*Prompt*: Find the number of lines in these records where the word "hair" appears. Reply with that number and nothing more.
═══ Dataset entries ═══
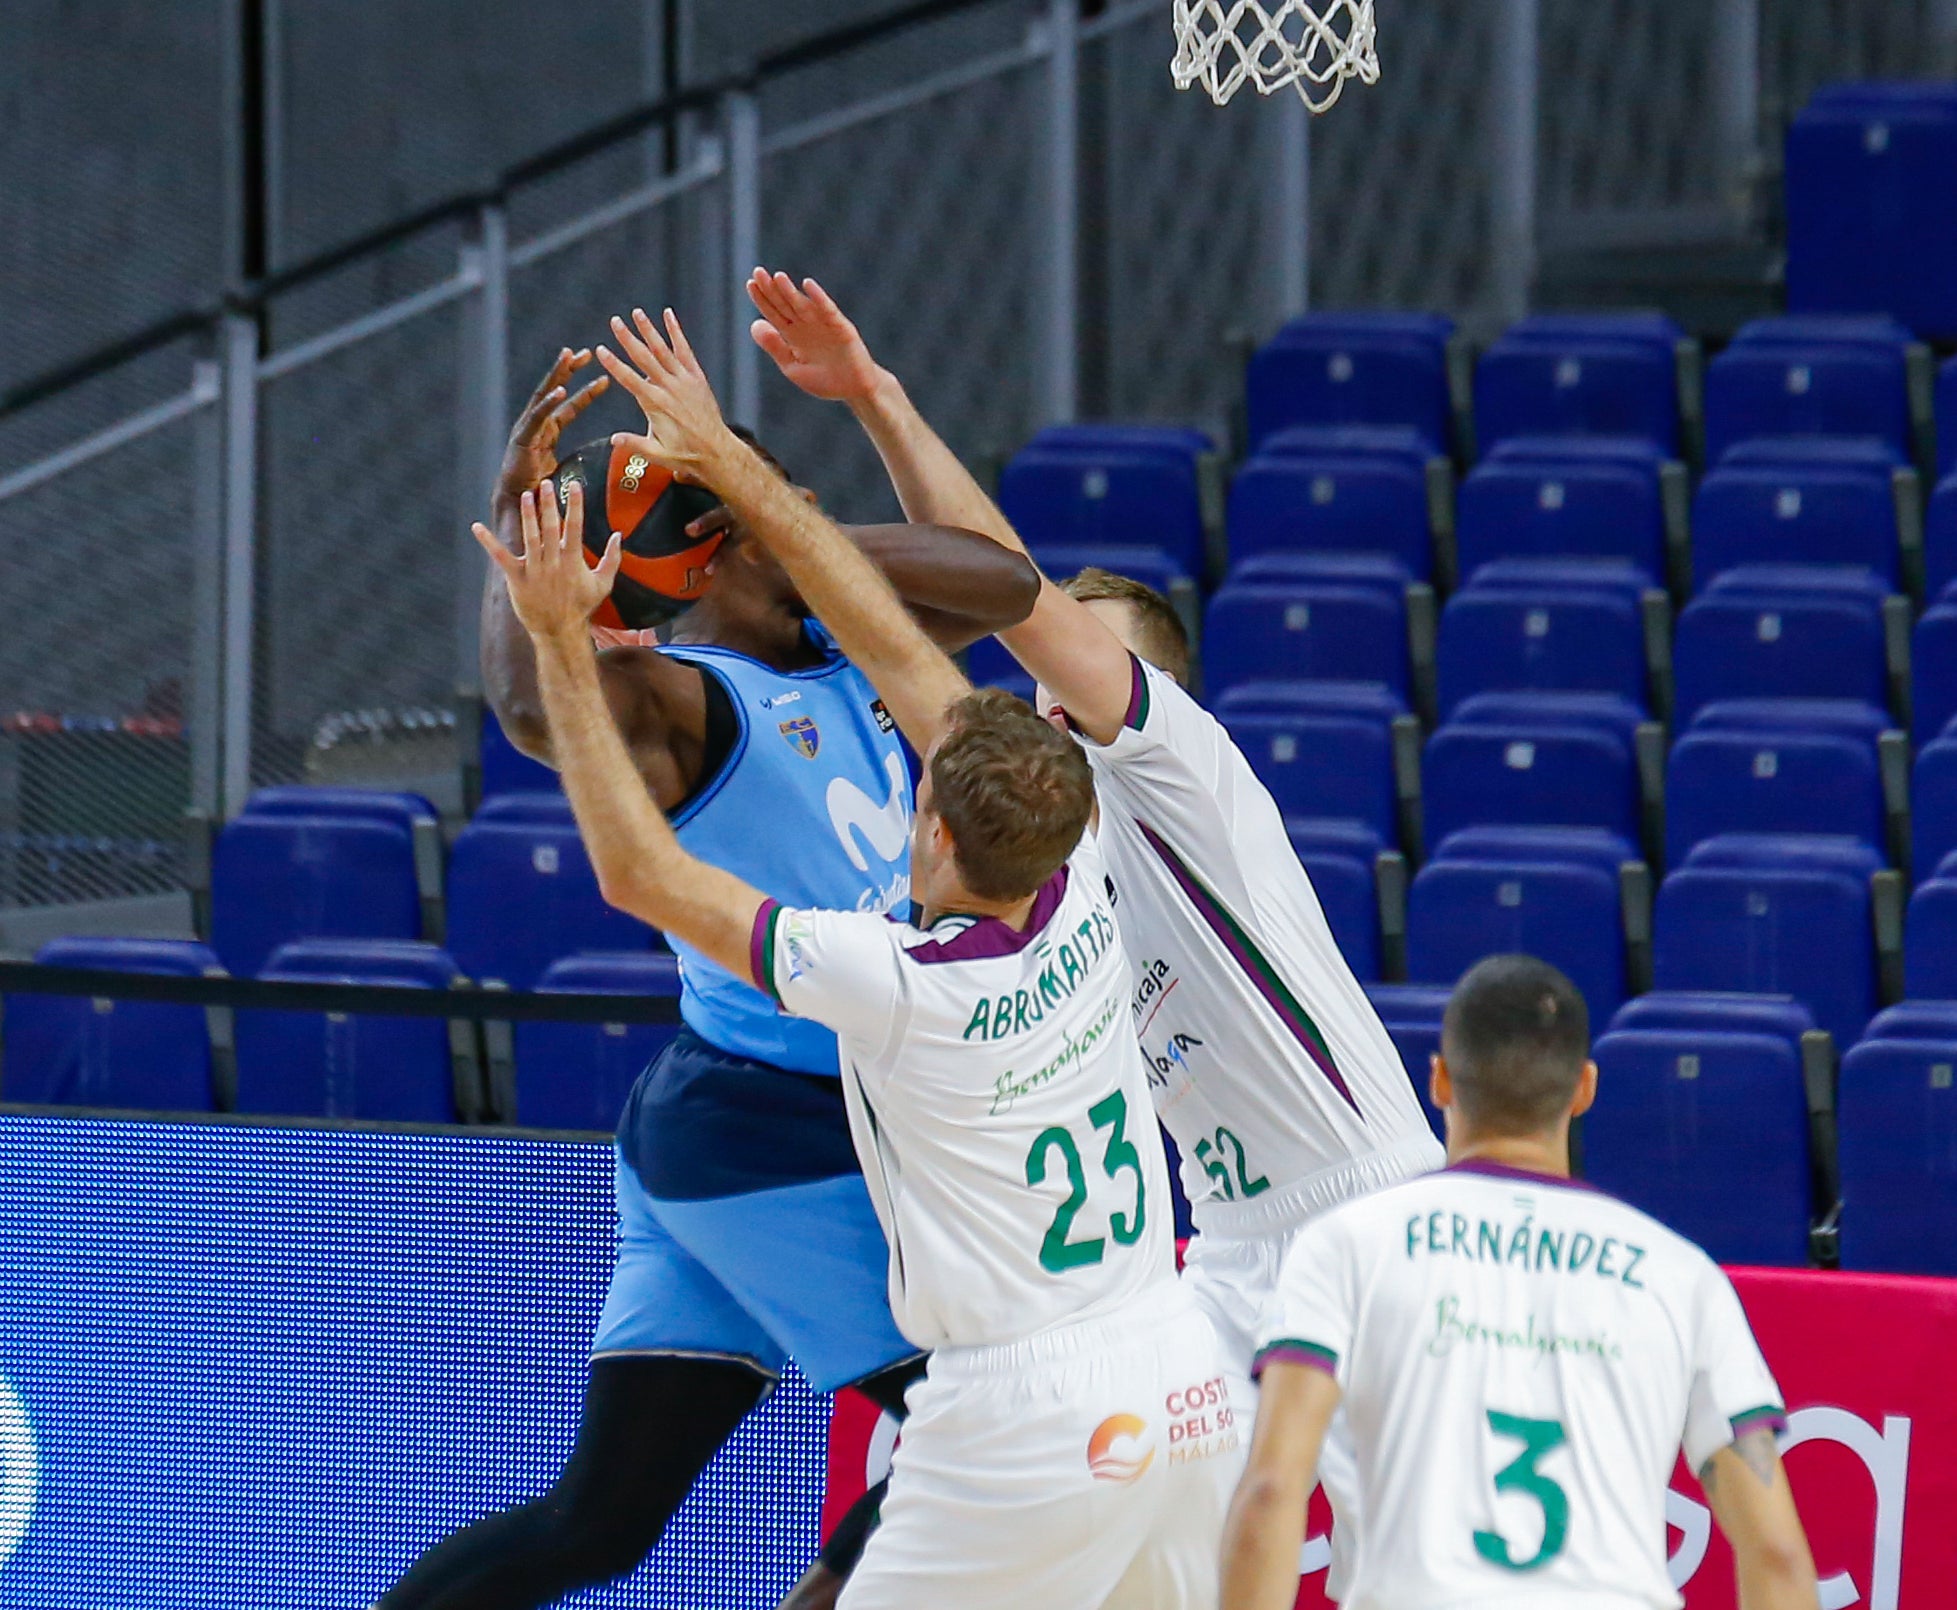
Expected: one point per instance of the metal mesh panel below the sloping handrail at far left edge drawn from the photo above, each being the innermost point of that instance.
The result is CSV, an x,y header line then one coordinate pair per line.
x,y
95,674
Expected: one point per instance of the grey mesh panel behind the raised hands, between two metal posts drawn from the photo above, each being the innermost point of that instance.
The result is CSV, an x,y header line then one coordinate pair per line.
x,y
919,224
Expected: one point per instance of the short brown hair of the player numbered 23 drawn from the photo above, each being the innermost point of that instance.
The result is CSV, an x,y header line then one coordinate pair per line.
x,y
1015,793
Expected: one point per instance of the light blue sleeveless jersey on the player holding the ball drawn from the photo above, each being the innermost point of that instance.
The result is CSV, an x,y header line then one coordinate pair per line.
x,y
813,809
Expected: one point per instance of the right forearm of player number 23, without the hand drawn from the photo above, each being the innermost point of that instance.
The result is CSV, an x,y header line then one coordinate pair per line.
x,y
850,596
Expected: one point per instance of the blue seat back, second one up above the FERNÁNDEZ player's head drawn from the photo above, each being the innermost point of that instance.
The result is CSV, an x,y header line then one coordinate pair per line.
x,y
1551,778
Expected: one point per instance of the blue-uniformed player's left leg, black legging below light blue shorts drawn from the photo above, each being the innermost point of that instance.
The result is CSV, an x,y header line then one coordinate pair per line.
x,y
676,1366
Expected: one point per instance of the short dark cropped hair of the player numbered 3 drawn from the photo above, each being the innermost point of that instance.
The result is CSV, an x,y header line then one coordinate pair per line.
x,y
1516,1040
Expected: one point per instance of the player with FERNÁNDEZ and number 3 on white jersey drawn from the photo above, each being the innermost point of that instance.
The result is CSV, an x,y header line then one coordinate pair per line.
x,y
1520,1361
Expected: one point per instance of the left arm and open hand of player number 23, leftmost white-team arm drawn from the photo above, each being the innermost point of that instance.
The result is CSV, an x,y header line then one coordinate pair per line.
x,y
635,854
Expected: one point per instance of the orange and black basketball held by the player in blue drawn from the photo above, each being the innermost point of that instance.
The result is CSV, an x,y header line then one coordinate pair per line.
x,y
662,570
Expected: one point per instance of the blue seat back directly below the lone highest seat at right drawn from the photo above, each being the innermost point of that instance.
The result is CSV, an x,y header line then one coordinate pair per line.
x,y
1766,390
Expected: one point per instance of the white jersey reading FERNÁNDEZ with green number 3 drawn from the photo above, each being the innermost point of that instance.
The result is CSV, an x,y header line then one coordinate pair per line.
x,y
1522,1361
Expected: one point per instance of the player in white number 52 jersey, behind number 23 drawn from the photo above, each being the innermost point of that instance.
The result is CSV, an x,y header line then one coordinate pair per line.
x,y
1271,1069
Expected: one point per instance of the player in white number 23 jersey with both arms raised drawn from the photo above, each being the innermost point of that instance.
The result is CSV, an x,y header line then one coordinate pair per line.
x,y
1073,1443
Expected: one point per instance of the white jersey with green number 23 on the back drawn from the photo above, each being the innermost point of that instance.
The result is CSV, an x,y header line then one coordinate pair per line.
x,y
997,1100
═══
═══ Dataset entries ═══
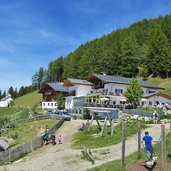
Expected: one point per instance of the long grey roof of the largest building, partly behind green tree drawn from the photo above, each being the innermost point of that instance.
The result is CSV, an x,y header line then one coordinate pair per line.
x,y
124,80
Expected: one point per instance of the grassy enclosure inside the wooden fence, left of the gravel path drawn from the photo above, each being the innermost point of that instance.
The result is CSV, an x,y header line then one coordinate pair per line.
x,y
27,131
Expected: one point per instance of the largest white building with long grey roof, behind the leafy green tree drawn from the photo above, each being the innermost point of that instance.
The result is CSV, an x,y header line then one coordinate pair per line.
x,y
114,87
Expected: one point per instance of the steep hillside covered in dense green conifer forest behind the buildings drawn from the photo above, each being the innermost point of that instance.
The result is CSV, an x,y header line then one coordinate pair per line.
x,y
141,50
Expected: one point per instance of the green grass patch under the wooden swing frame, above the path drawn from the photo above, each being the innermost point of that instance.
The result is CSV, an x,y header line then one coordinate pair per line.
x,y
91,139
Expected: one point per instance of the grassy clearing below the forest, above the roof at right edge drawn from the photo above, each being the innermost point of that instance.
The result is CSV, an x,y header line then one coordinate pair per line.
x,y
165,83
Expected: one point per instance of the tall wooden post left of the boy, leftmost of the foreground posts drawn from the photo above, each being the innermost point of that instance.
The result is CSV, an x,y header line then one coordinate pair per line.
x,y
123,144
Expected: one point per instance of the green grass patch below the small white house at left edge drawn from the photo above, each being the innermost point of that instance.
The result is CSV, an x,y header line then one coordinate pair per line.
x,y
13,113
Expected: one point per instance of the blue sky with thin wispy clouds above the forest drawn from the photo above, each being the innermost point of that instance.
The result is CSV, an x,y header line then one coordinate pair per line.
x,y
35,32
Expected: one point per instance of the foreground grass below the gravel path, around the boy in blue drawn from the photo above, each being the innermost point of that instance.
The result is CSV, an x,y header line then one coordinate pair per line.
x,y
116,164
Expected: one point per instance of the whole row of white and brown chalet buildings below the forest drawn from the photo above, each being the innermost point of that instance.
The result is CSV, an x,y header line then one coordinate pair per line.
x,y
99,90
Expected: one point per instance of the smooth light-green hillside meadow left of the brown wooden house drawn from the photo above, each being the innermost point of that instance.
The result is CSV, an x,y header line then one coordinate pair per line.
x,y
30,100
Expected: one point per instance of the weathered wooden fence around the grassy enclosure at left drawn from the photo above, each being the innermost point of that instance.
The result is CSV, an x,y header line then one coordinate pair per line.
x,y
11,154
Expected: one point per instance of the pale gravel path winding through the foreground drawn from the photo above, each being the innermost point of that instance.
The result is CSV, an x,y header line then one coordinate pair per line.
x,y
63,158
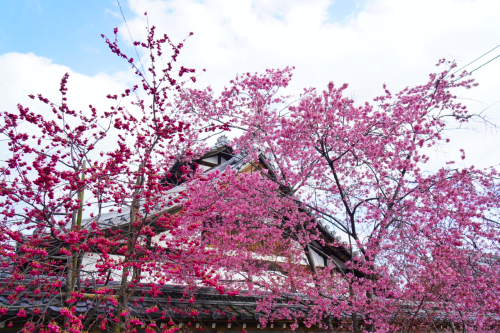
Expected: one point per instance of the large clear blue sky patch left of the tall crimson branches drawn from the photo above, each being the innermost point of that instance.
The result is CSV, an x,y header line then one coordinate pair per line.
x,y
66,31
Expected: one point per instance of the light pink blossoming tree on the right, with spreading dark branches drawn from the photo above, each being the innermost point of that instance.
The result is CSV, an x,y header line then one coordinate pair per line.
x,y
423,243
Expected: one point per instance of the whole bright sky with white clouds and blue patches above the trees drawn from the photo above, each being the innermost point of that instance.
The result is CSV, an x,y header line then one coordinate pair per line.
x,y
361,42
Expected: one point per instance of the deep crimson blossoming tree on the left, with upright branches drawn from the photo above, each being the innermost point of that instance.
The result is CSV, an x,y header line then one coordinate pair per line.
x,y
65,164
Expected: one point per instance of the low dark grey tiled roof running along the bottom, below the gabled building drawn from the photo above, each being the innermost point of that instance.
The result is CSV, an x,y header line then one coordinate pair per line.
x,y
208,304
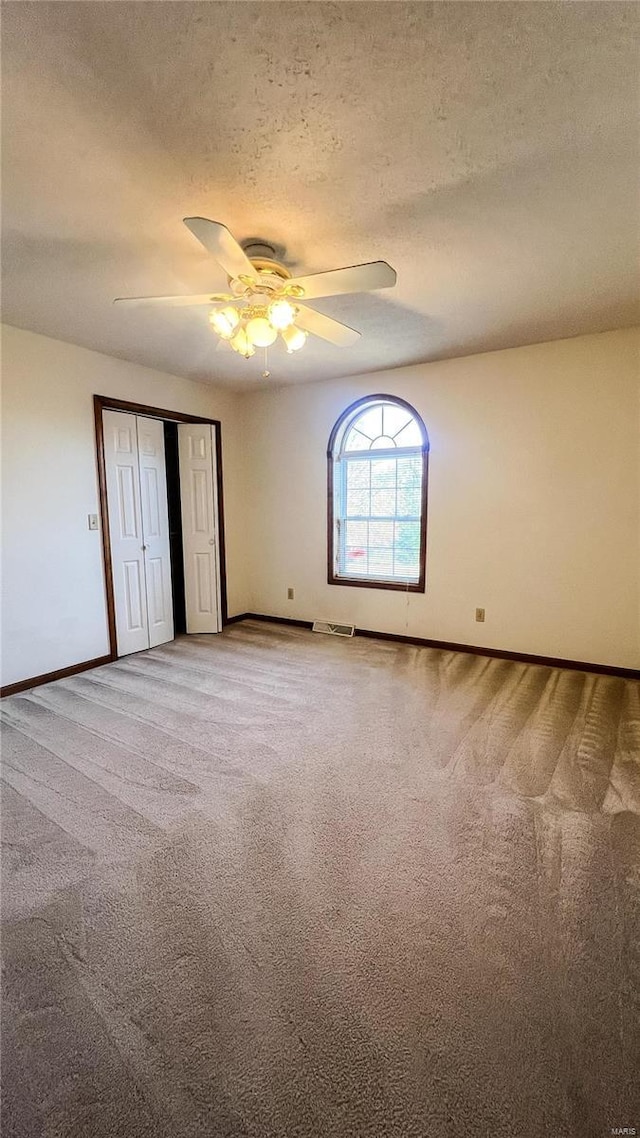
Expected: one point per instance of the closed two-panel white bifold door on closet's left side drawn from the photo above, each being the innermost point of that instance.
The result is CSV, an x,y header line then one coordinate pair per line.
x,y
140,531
═══
*Answer section*: 2